Reproduce every line of the material below word for word, keeping the original order.

Record list →
========================
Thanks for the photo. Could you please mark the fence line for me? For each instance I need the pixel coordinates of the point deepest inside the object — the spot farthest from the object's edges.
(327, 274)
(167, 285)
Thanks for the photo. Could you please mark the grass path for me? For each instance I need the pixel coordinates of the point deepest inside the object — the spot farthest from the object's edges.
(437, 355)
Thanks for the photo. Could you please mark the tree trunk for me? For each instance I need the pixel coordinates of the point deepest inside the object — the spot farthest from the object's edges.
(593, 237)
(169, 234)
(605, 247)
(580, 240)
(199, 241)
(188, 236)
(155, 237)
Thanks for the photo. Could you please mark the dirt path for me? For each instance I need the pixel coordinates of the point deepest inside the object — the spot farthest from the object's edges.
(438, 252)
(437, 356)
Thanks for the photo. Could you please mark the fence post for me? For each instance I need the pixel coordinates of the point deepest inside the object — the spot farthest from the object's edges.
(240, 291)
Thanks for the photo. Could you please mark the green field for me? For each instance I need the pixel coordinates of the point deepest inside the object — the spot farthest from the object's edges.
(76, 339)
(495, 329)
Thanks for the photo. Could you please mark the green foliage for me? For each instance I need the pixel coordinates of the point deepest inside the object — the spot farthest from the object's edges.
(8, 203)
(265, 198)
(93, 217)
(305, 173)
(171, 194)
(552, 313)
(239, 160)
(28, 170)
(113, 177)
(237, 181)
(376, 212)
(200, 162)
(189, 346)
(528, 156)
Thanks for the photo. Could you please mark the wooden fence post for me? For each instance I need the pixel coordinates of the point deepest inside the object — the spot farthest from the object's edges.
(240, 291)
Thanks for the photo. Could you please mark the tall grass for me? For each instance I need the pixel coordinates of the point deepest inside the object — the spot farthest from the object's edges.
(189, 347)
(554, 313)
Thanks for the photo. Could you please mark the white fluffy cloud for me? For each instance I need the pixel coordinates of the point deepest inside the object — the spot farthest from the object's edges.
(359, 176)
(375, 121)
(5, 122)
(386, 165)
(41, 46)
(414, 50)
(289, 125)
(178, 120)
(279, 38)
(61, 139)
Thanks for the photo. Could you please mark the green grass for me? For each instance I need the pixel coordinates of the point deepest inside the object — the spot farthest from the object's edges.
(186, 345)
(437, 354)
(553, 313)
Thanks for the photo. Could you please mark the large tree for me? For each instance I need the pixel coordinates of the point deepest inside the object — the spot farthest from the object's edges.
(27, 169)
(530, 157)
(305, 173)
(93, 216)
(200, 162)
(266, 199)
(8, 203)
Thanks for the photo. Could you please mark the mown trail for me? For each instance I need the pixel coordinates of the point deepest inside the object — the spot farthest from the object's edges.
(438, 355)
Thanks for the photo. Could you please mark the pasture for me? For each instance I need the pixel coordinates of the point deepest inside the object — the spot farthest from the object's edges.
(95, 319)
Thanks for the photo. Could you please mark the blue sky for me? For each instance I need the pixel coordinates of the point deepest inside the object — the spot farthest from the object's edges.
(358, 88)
========================
Written solution →
Thanks for the photo. Could you please mark the fence line for me? For each instance I need the pixel coordinates of the point deepest inside the object — the spot farthest from the object's edges.
(327, 274)
(167, 285)
Thanks for the photo. Could you please mark the grass path for me? For each instance I need the pixel coordinates of the point deepest inside the object — the spot farthest from the object's edges.
(437, 355)
Thanks for the photo. Could you please mark the tree trunk for me? For each instance I need the pixel coordinates of the point deepest inside the object — the spot farthest from the object's edges.
(593, 237)
(169, 234)
(605, 247)
(580, 240)
(199, 241)
(188, 236)
(155, 237)
Thanks for the photo. Could you please mark the dirt path for me? For each instance I need the pixel coordinates of the point deepest inside the object — the spot farthest from the object's edges.
(438, 252)
(437, 356)
Thanks for the photo. Could you please mark the fence post for me? For each instance I need the pixel coordinates of the point deepest inside the object — the spot farthest from the object's edges.
(240, 291)
Thanks for the photo. Could you please mark the green field for me? For each instance I need the pixel coordinates of the point deepest inside the object — the spot farthest from the object's edges.
(76, 339)
(495, 329)
Thanks for the photo. Could you please mark the green foliage for me? For each instance I need the pixel coordinates of the point deepest inside the object — the spot farthest from the object's edges.
(8, 203)
(265, 198)
(93, 217)
(305, 173)
(171, 194)
(552, 313)
(239, 160)
(28, 170)
(113, 177)
(237, 181)
(376, 212)
(200, 162)
(189, 346)
(528, 156)
Thanks for the photo. Could you please mark the wooden fence post for me? For each instance I need the pixel coordinates of the point deepest inside the object — the spot farthest from the object's edges.
(240, 291)
Thanks for the photo. Could you please mark the tall grass for me? For each instance I need the pixel coordinates of the point deepest inside the object — the spot farthest from the object's edges.
(189, 347)
(554, 313)
Thanks for the photo. Could you please mark the white fluffy cloud for me? For each instance I need the pixel coordinates of the point deepest inside the object — the spot farthest from the object's edges.
(359, 176)
(375, 121)
(5, 122)
(386, 165)
(41, 46)
(414, 50)
(289, 125)
(178, 120)
(279, 38)
(61, 139)
Thanks for the photo. Could you please mark the green grass for me? For each instance I need the pixel coordinates of the point deepest inside the object — the spot farthest from the object's edges.
(186, 345)
(437, 354)
(553, 313)
Thanks for the photo. Could you please mark the large tree for me? For each instance I need the pixel coordinates of the point deepest inside the object — the spot farthest from the object's edges.
(27, 169)
(530, 157)
(305, 173)
(93, 216)
(200, 162)
(266, 199)
(8, 203)
Thanks for the photo. Could you please mark the mown trail for me? For each instance I need the pixel coordinates of the point deepest inside the object — the spot farthest from the object's edges.
(438, 355)
Thanks for the photo. Could you please mark the pasture for me? For each instance I need the pixel coordinates of the point deepest inside the object — the spot farthest from the object's edges.
(95, 319)
Thanks for the photo. Could you please mark the blue sky for me? For each instance I need the pixel coordinates of the point deepest inside the object — the spot farthest from the object's edges.
(358, 88)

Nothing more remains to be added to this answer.